GIVEN EXERCISE
Reproduce each of the lines below without any changes.
===
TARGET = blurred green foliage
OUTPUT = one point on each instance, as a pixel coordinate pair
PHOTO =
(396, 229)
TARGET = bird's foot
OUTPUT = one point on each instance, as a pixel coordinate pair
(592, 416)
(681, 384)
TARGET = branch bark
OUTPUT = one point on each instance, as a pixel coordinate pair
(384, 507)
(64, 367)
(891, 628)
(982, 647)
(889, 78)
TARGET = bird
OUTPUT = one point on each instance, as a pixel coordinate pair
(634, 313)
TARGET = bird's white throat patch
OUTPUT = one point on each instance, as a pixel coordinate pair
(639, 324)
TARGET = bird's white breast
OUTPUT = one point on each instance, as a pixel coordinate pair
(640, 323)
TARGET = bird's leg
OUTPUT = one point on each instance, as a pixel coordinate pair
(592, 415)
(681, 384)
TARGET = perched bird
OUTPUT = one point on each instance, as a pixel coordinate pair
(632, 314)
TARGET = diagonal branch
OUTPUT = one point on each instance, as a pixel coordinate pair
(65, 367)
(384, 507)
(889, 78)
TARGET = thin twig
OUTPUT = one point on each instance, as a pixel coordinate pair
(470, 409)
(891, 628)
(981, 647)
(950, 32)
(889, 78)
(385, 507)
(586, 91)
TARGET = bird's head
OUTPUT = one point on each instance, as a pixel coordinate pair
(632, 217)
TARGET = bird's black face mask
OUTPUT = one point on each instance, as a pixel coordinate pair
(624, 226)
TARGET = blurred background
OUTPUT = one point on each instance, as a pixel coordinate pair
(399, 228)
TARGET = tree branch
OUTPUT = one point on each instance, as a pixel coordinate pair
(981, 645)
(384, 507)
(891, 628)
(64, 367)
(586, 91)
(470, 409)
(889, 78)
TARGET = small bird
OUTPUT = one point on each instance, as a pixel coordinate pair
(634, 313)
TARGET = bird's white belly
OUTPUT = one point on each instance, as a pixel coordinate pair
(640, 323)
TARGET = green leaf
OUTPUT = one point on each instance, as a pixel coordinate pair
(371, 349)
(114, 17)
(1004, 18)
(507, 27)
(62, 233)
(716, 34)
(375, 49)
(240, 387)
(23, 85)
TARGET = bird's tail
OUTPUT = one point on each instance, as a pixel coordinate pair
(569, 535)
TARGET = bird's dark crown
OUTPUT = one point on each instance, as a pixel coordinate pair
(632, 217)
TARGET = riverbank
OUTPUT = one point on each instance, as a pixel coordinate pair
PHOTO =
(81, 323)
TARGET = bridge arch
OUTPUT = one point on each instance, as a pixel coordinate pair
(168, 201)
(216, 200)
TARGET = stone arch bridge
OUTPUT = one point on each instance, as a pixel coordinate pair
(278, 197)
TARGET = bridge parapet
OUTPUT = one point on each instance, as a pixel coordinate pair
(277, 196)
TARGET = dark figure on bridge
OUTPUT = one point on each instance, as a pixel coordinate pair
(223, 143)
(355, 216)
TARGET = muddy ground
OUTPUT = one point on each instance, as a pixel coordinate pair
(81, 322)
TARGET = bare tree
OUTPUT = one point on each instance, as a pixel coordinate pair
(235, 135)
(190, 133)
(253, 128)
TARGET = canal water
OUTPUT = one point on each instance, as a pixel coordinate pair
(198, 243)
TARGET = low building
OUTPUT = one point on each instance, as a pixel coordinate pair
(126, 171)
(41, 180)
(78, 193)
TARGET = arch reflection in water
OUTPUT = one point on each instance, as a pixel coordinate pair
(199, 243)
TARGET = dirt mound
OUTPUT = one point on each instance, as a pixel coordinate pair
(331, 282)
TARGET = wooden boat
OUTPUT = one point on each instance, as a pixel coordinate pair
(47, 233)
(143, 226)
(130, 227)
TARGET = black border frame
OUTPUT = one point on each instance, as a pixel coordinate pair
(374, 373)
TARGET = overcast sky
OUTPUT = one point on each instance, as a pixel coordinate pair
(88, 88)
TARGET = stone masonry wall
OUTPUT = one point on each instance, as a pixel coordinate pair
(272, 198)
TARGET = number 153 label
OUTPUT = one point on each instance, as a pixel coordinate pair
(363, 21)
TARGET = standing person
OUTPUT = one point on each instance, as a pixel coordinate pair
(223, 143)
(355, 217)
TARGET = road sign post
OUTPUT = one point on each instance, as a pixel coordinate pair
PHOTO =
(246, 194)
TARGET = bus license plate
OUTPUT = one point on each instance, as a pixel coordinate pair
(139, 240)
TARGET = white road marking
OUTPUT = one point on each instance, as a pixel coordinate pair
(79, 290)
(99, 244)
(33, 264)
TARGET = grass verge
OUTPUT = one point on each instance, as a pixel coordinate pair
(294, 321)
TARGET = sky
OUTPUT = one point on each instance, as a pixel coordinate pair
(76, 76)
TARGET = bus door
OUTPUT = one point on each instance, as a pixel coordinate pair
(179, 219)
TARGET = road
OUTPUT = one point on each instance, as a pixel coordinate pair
===
TASK SOLUTION
TARGET = blurred green foliage
OUTPUT = one point on each instance, as a pixel coordinate pair
PHOTO =
(396, 229)
TARGET = bird's foot
OUTPUT = one point on each instance, as a pixel coordinate pair
(592, 416)
(681, 384)
TARGET = branch bark
OUTPUT = one point on each instance, as a pixel coordinate pair
(384, 507)
(64, 367)
(891, 628)
(982, 647)
(889, 78)
TARGET = bird
OUTPUT = one point on each instance, as a pixel coordinate pair
(634, 313)
TARGET = bird's white throat patch
OUTPUT = one point on each instance, as a pixel coordinate pair
(639, 324)
TARGET = bird's white breast
OUTPUT = one point on each instance, as a pixel coordinate pair
(640, 323)
TARGET = bird's leg
OUTPUT = one point on each instance, as a pixel coordinate pair
(592, 415)
(681, 384)
TARGET = perched bird
OUTPUT = one point on each instance, as a pixel coordinate pair
(632, 314)
TARGET = diagonal branch
OUTPUT = one point on each instance, as a pixel coordinate pair
(65, 367)
(384, 507)
(889, 78)
TARGET = thin twig
OUTPUT = one point on each instance, as a pixel coordinate pair
(470, 409)
(891, 628)
(981, 647)
(950, 32)
(889, 78)
(385, 507)
(586, 91)
TARGET = bird's head
OUTPUT = one point on each instance, as a pixel coordinate pair
(632, 217)
TARGET = bird's black face mask
OUTPUT = one point on each instance, as a pixel coordinate pair
(624, 226)
TARGET = blurred background
OUTPUT = one point on each instance, as a pixel coordinate pair
(399, 228)
TARGET = tree branch
OUTPUT = one point on each instance, as a pixel coordinate pair
(981, 645)
(384, 507)
(891, 628)
(64, 367)
(586, 91)
(470, 409)
(889, 78)
TARGET = small bird
OUTPUT = one point on each instance, as a pixel coordinate pair
(634, 313)
TARGET = bird's white belly
OUTPUT = one point on each instance, as a pixel coordinate pair
(640, 323)
TARGET = green leaf
OUTPUT = one point on each instance, as a pixel coordinate pair
(371, 349)
(114, 17)
(1004, 18)
(507, 27)
(62, 233)
(716, 34)
(375, 49)
(240, 387)
(23, 85)
TARGET = bird's tail
OUTPUT = one point on each instance, as a pixel coordinate pair
(569, 535)
TARGET = bird's dark crown
OUTPUT = one point on each instance, as a pixel coordinate pair
(632, 217)
TARGET = riverbank
OUTPUT = one point on each instance, as a pixel coordinate pair
PHOTO =
(81, 323)
TARGET = bridge arch
OUTPUT = one point on each instance, as a pixel coordinate pair
(168, 201)
(216, 200)
TARGET = stone arch bridge
OUTPUT = one point on each instance, as a pixel coordinate pair
(278, 197)
TARGET = bridge parapet
OUTPUT = one point on each instance, as a pixel coordinate pair
(277, 196)
TARGET = dark figure on bridge
OUTPUT = one point on each instance, as a pixel coordinate pair
(223, 143)
(355, 216)
TARGET = muddy ground
OUTPUT = one point on each instance, as a pixel coordinate pair
(81, 322)
TARGET = bare tree
OUTPUT = one point on each instance, as a pixel coordinate pair
(235, 135)
(190, 133)
(253, 128)
TARGET = canal water
OUTPUT = one point on each instance, as a pixel coordinate pair
(198, 243)
TARGET = low building
OUTPUT = one point on each instance, as a pixel coordinate pair
(126, 171)
(41, 180)
(78, 193)
TARGET = arch reflection in water
OUTPUT = one point on each instance, as a pixel coordinate pair
(199, 243)
TARGET = dirt mound
OUTPUT = one point on each instance, as a pixel coordinate pair
(331, 282)
TARGET = wooden boat
OUTPUT = one point on each instance, as a pixel coordinate pair
(47, 233)
(143, 226)
(130, 227)
TARGET = black border frame
OUTPUT = one point on each instance, as a pixel coordinate pair
(374, 373)
TARGET = overcast sky
OUTPUT = one point on each instance, as a pixel coordinate pair
(88, 88)
TARGET = stone masonry wall
OUTPUT = one point on each instance, as a pixel coordinate pair
(272, 198)
TARGET = number 153 label
OUTPUT = one point on each instance, as a pixel coordinate pair
(363, 21)
TARGET = standing person
OUTPUT = one point on each instance, as a pixel coordinate pair
(223, 143)
(355, 217)
TARGET = road sign post
OUTPUT = one point on each instance, as a pixel coordinate pair
PHOTO =
(246, 194)
TARGET = bus license plate
OUTPUT = one point on each instance, as a pixel coordinate pair
(139, 240)
TARGET = white road marking
OUTPUT = one point on each instance, as a pixel coordinate pair
(79, 290)
(99, 244)
(33, 264)
TARGET = grass verge
OUTPUT = one point on each instance, as a pixel coordinate pair
(294, 321)
TARGET = sky
OUTPUT = one point on each instance, as a pixel coordinate pair
(76, 76)
TARGET = bus door
OUTPUT = one point on each instance, as a pixel coordinate pair
(179, 219)
TARGET = road
OUTPUT = one point on each instance, as a pixel coordinate pair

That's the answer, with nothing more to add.